* _Task statement_: Search the listing below for "flower". Copy each matching line.

* _Data supplied_:
· · · ·
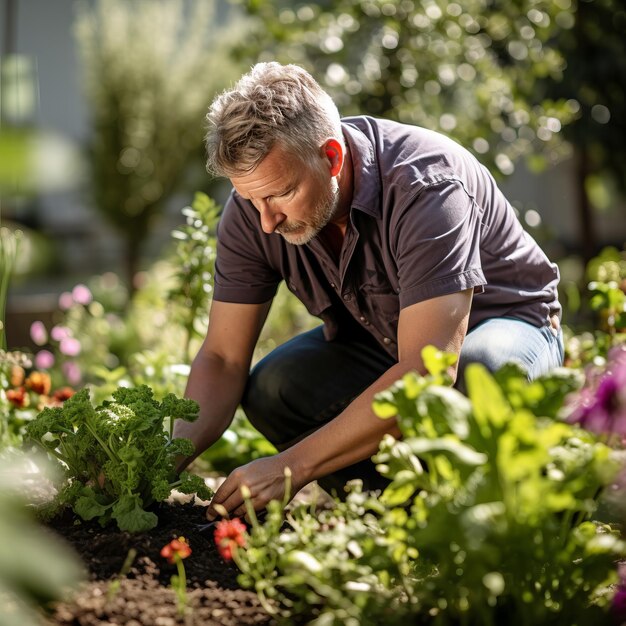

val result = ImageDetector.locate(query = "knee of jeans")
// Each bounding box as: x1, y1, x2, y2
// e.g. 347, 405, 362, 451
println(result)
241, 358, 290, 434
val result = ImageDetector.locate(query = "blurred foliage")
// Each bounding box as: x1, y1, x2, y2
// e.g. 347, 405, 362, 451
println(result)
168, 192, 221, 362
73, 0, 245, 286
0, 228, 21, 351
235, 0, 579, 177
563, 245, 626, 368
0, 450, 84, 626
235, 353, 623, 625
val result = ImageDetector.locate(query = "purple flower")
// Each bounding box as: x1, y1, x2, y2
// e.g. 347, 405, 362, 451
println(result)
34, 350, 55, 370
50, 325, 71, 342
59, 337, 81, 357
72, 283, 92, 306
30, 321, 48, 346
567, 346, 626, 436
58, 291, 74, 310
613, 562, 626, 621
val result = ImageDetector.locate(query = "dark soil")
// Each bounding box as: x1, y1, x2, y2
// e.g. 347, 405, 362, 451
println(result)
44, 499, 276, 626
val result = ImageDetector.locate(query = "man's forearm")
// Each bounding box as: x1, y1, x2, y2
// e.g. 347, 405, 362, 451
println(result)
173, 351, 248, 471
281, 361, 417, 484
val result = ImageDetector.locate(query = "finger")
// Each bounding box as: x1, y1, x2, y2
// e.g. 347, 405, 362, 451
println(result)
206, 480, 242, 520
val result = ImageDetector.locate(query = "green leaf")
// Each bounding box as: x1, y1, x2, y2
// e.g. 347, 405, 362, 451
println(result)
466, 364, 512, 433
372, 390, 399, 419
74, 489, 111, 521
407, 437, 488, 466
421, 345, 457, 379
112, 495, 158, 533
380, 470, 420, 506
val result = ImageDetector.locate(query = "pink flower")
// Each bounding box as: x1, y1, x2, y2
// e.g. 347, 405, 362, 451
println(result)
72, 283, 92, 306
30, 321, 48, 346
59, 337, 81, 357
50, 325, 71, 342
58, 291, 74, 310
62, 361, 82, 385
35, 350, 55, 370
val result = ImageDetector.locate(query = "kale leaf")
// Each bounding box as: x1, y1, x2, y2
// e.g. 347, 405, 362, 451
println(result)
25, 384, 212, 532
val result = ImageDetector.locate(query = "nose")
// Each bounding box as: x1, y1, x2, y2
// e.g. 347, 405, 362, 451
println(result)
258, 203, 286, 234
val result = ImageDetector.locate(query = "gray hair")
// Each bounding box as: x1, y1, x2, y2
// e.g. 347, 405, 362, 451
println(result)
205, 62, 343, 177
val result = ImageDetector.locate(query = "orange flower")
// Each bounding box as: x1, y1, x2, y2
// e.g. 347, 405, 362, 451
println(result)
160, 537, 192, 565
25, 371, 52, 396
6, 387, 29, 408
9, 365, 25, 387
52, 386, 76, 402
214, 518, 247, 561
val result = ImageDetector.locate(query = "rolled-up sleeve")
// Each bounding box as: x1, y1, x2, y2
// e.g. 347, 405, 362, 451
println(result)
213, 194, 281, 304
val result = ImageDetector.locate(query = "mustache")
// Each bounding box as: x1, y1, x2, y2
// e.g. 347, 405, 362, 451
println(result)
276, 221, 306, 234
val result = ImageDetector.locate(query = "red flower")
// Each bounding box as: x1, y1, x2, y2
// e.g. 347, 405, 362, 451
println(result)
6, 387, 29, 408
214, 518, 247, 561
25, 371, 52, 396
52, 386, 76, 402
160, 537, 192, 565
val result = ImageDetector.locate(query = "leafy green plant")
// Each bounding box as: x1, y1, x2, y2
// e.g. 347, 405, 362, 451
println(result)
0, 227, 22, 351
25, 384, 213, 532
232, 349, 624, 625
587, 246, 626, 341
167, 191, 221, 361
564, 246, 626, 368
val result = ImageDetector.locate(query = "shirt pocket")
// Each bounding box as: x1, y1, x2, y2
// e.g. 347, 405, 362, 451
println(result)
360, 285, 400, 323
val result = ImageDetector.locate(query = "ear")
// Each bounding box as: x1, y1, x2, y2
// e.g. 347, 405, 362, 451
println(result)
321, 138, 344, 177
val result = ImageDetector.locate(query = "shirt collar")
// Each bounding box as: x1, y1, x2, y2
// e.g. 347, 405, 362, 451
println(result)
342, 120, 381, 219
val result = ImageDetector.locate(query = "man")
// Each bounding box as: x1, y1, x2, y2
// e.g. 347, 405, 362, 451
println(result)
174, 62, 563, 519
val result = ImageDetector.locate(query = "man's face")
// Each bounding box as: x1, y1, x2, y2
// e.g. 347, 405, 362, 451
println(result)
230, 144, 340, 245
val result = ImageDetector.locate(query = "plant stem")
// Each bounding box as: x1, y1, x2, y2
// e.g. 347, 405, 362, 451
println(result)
· · · ·
* _Answer to this problem_:
val result = ImageDetector.locate(query = "purple flower")
val result = ImageDetector.locate(query = "pink flower")
val result = ImageDetector.locate(query = "orange flower")
val result = ImageDetector.locate(query = "red flower")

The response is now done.